Taking inspiration from French philosopher Michel Foucault, the authors offer the first step what they termed the “genealogy” of machine learning. For a start, data and social scientists should trace the histories of prominent datasets, the modes of power as well as the unspoken labour that went into its creation. Labelling within datasets is organized through a particular categorical schema, but it is seen as widely applicable, even for models with different success metrics. Benchmarking datasets are treated as gold standards for machine learning evaluation and comparison, leading them to take on an authoritative status. Indeed, as summarized by the authors, “once a dataset is released and established enough to seamlessly support research and development, their contingent conditions of creation tend to be lost or taken for granted.” 

Once datasets achieve this naturalized status, they are perceived as natural and scientific objects and, therefore, can be used within multiple institutions or organizations.  Publicly available research datasets, constructed in an academic context, often provide the methodological backbone (i.e. infrastructure) for several industry-oriented AI tools. Despite the disparities in the amount of data collected, industry machine learners will still rely on these datasets to undergird the material research in commercial AI. Technological companies treat these shifts are merely changes in scale and rarely in kind. 

To reverse the taken-for-granted status of benchmark datasets, the authors offer four guiding research questions: 

  1. How do datasets developers in machine learning research describe and motivate the decisions that go into their creation?

☆ ☆ ☆ ☆ ☆ ☆ ☆

▶ _Task 1_
In the passage on machine learning datasets, which philosopher do the authors draw inspiration from?
▶ _Task 2_
Continue the passage on machine learning datasets, starting after its last sentence.

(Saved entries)

☆ ☆ ☆ ☆ ☆ ☆ ☆

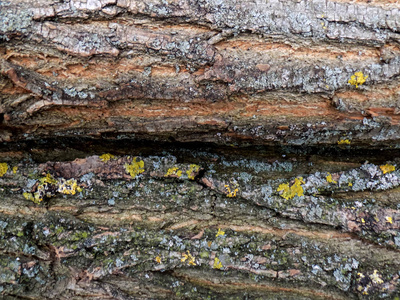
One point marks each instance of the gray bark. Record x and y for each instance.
(254, 149)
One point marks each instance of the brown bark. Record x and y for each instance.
(189, 96)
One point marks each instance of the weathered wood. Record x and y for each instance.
(316, 216)
(264, 72)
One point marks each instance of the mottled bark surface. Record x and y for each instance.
(253, 149)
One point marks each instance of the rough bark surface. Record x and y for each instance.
(189, 96)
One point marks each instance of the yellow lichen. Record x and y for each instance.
(35, 197)
(48, 179)
(357, 79)
(106, 157)
(217, 263)
(68, 187)
(220, 233)
(389, 220)
(192, 172)
(3, 169)
(376, 278)
(231, 192)
(189, 258)
(330, 179)
(387, 168)
(288, 192)
(344, 142)
(135, 168)
(174, 172)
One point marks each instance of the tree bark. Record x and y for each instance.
(253, 149)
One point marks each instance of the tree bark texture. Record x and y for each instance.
(199, 149)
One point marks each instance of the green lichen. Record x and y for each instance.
(135, 168)
(344, 142)
(3, 169)
(106, 157)
(217, 263)
(173, 172)
(387, 168)
(288, 192)
(68, 187)
(330, 179)
(193, 170)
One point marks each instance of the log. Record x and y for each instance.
(199, 149)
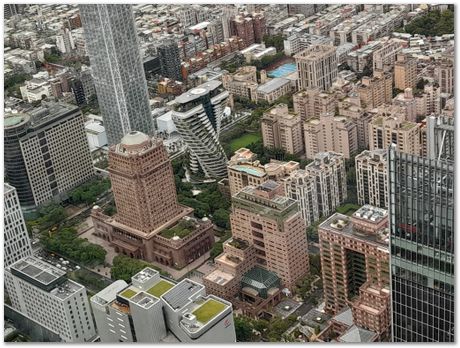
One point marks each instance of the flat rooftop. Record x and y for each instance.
(340, 223)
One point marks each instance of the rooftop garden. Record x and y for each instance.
(208, 310)
(128, 293)
(160, 288)
(181, 230)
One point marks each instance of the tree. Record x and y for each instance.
(125, 267)
(243, 329)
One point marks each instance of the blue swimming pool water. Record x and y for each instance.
(283, 70)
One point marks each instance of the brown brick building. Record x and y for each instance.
(150, 224)
(355, 267)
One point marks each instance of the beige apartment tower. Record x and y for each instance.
(372, 178)
(330, 133)
(282, 129)
(390, 128)
(245, 170)
(313, 103)
(377, 90)
(317, 67)
(143, 183)
(272, 224)
(405, 72)
(355, 267)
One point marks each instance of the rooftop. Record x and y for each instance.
(160, 288)
(340, 223)
(209, 310)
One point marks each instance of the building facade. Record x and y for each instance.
(317, 67)
(151, 307)
(271, 223)
(282, 129)
(372, 178)
(43, 293)
(421, 207)
(46, 153)
(16, 238)
(197, 116)
(112, 45)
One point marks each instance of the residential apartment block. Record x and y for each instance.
(245, 170)
(43, 293)
(372, 178)
(282, 129)
(317, 67)
(355, 267)
(16, 238)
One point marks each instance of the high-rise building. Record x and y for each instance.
(116, 64)
(372, 178)
(328, 169)
(197, 115)
(317, 67)
(421, 208)
(405, 72)
(445, 74)
(43, 293)
(376, 91)
(170, 61)
(152, 307)
(150, 224)
(355, 267)
(46, 153)
(282, 129)
(16, 239)
(313, 103)
(271, 223)
(391, 128)
(245, 170)
(330, 133)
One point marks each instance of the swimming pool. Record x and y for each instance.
(283, 70)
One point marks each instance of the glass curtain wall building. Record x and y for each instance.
(421, 206)
(119, 78)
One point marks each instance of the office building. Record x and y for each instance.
(116, 64)
(376, 91)
(330, 133)
(197, 115)
(421, 209)
(405, 73)
(328, 169)
(313, 103)
(170, 61)
(372, 178)
(390, 128)
(317, 67)
(355, 267)
(43, 293)
(153, 309)
(270, 222)
(46, 153)
(16, 238)
(282, 129)
(245, 170)
(149, 224)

☆ ☆ ☆ ☆ ☆ ☆ ☆

▶ _Your response 1_
They draw inspiration from the French philosopher Michel Foucault.

▶ _Your response 2_
  2. What are the histories and contingent conditions of the creation of benchmark datasets in machine learning? As an example, the authors offer the case of Henrietta Lacks, an Afro-American woman whose cervical cancer cells were removed from her body without her consent before her death. 
  3. How do benchmark datasets become authoritative, and how does this impact research practice?
  4. What are the current work practices, norms, and routines that structure data collection, curation, and annotation of data in machine learning? 

The research questions offered by Denton et al. are a good start in encouraging machine learners to think critically as to whether their dataset is aligned with ethical principles and values. Any investigation into the history of science will quickly reveal how data-gathering operations are often part of predatory and exploitative behaviours, especially towards minority groups who have little recourse to contest these practices. Data science should not be treated as an exception to this long-standing historical trend.  The creators of data collection should merit as much ethical consideration as the subjects that form this data. By critically investigating the work practices of technical experts, we can begin to demand greater accountability and contestability in the development of benchmark datasets.